— Task to carry out —
Reproduce the material below verbatim, character for character, and leave the pictures out of your output.

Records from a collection
## Begin
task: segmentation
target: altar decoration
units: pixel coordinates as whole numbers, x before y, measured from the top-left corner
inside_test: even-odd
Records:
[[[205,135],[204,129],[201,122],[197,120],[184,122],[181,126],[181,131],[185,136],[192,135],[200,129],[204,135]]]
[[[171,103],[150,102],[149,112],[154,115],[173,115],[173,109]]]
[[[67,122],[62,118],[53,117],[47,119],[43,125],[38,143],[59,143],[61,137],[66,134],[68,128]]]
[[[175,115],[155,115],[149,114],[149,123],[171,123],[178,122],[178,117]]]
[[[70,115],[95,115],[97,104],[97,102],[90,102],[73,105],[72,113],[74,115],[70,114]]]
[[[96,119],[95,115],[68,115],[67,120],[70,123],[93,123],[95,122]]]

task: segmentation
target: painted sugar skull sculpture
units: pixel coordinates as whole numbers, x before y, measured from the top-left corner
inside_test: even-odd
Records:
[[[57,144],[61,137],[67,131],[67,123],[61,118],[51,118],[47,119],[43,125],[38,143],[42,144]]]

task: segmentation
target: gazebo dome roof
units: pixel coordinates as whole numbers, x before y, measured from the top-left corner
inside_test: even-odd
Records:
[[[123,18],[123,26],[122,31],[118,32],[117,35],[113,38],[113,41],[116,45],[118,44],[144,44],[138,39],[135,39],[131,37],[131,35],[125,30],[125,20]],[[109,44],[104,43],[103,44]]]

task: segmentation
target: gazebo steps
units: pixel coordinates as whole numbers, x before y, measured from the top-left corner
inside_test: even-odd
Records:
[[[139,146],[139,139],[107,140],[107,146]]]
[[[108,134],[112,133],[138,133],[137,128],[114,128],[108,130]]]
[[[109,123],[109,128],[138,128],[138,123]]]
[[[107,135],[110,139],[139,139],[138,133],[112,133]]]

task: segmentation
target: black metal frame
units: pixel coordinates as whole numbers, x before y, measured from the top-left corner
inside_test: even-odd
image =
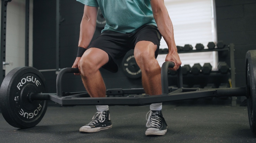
## End
— Full response —
task: segmentation
target: altar decoration
units: pixel coordinates as whole numbers, x before y, measured from the top-left corner
inside_test: even-odd
Records:
[[[205,135],[204,129],[201,122],[197,120],[184,122],[181,126],[181,131],[185,136],[192,135],[200,129],[204,135]]]
[[[171,103],[150,102],[149,112],[154,115],[173,115],[173,109]]]
[[[67,122],[62,118],[53,117],[47,119],[43,125],[38,143],[59,143],[61,137],[66,134],[68,128]]]
[[[175,115],[155,115],[149,114],[149,123],[171,123],[178,122],[178,117]]]
[[[70,115],[95,115],[97,104],[97,102],[90,102],[73,105],[72,113],[74,115],[70,114]]]
[[[96,119],[95,115],[68,115],[67,120],[70,123],[93,123],[95,122]]]

task: segmentation
target: painted sugar skull sculpture
units: pixel coordinates as whole numbers, x before y, measured from the top-left corner
inside_test: even-odd
Records:
[[[57,144],[61,137],[67,131],[67,123],[61,118],[51,118],[47,119],[43,125],[38,143],[42,144]]]

task: segmentation
target: gazebo dome roof
units: pixel coordinates as whole numbers, x before y, measured from the top-left corner
inside_test: even-odd
Records:
[[[123,18],[123,26],[122,31],[118,32],[117,35],[113,38],[113,41],[116,45],[118,44],[144,44],[138,39],[135,39],[131,37],[131,35],[125,30],[125,20]],[[109,44],[104,43],[103,44]]]

task: segmentation
target: gazebo steps
units: pixel coordinates as whole numbers, x before y, measured from the top-left corner
inside_test: even-odd
Records:
[[[139,146],[139,139],[107,140],[107,146]]]
[[[108,134],[112,133],[138,133],[137,128],[114,128],[108,130]]]
[[[109,123],[109,128],[138,128],[138,123]]]
[[[107,135],[110,139],[139,139],[138,133],[112,133]]]

task: segmentation
target: black metal frame
units: pixel coordinates as whole numbers, x before y, measured from the top-left corner
inside_test: even-odd
image =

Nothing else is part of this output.